_Prompt_
Select, from the data, each line where "bird" occurs.

____________________

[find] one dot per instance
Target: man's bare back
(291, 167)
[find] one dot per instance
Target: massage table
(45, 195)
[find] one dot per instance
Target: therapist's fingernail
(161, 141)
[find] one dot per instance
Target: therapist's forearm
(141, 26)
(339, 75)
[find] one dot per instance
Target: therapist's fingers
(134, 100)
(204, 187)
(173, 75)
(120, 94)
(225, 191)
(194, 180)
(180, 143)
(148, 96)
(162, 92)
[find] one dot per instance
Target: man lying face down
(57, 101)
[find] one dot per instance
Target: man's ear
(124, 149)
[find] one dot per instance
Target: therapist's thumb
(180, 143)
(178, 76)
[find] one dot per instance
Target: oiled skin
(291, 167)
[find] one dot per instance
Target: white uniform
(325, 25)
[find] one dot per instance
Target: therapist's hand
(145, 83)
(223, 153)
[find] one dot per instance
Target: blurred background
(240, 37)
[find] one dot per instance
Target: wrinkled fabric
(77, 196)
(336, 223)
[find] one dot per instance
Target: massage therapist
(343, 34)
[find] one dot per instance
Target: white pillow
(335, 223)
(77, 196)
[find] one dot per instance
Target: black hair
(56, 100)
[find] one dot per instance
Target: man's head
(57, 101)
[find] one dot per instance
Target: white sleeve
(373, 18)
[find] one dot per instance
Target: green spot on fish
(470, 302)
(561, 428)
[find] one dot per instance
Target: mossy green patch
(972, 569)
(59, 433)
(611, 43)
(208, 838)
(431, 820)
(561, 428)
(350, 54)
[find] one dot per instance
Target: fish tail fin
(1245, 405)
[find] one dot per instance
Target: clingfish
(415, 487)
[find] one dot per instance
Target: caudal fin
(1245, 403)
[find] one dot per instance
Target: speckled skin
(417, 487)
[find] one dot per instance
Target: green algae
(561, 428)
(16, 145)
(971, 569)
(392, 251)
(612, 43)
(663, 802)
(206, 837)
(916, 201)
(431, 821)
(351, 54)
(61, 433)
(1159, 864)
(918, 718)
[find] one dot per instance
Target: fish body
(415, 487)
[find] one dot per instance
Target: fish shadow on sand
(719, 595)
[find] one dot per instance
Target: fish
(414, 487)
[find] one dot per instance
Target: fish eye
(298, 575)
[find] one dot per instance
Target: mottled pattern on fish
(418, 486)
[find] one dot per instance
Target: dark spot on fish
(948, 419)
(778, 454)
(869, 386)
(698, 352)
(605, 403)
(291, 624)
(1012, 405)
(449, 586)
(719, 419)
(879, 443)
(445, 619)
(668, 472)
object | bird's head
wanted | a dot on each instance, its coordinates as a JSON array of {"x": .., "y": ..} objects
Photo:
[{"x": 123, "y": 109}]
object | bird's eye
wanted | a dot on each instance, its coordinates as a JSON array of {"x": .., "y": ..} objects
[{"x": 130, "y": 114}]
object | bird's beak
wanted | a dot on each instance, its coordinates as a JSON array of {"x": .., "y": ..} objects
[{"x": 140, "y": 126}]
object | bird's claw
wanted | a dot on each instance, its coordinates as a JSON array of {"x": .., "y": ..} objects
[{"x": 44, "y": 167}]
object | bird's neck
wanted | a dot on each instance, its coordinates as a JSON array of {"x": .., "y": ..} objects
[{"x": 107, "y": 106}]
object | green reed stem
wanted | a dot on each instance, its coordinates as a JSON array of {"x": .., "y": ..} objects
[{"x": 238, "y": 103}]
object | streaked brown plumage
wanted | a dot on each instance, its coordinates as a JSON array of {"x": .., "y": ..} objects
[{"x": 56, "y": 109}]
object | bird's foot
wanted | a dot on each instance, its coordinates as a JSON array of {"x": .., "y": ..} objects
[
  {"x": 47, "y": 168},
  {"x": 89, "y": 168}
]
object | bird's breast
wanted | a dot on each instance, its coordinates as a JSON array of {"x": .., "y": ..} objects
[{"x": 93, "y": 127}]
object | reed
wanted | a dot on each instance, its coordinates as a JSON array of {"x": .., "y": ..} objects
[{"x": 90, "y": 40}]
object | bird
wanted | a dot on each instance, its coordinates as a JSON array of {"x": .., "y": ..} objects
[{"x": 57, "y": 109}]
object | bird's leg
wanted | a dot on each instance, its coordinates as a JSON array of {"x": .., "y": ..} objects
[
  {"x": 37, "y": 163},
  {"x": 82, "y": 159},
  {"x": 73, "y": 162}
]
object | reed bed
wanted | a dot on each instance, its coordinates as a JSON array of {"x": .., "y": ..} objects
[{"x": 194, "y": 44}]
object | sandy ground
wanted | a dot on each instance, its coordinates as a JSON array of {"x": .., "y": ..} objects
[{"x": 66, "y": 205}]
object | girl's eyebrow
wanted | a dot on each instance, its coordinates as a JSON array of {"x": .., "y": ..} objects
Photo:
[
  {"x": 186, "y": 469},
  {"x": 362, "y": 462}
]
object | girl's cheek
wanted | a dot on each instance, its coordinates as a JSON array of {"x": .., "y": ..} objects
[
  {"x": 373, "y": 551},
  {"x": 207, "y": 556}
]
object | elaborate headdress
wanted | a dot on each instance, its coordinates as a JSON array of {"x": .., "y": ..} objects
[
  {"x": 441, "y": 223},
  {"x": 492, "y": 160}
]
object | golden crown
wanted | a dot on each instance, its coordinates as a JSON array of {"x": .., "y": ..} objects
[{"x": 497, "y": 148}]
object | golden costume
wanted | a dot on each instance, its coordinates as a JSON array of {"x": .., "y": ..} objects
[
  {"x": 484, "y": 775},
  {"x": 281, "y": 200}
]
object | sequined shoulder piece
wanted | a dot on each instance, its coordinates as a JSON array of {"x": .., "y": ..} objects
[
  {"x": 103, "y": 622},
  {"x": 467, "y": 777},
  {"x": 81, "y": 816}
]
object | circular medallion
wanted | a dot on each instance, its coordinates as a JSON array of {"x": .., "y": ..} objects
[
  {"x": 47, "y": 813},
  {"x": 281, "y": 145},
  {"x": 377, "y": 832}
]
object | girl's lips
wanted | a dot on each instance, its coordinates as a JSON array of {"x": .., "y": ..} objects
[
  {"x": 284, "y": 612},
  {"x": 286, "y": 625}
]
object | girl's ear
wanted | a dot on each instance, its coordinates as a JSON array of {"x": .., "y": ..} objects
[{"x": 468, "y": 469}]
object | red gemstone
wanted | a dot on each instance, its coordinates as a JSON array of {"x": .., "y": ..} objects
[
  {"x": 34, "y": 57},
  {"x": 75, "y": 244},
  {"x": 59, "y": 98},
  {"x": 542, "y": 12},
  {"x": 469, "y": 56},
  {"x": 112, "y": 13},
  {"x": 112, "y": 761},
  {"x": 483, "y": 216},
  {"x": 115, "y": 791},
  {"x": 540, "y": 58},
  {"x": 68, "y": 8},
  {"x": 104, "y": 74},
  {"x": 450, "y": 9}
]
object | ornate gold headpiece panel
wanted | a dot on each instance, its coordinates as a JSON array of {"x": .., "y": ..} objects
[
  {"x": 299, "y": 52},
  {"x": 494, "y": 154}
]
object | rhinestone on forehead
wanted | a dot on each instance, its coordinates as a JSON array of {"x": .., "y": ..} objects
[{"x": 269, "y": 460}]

____________________

_Written reply_
object | bird's head
object | bird's eye
object | bird's beak
object | bird's claw
object | bird's neck
object | bird's foot
object | bird's breast
object | bird
object | bird's leg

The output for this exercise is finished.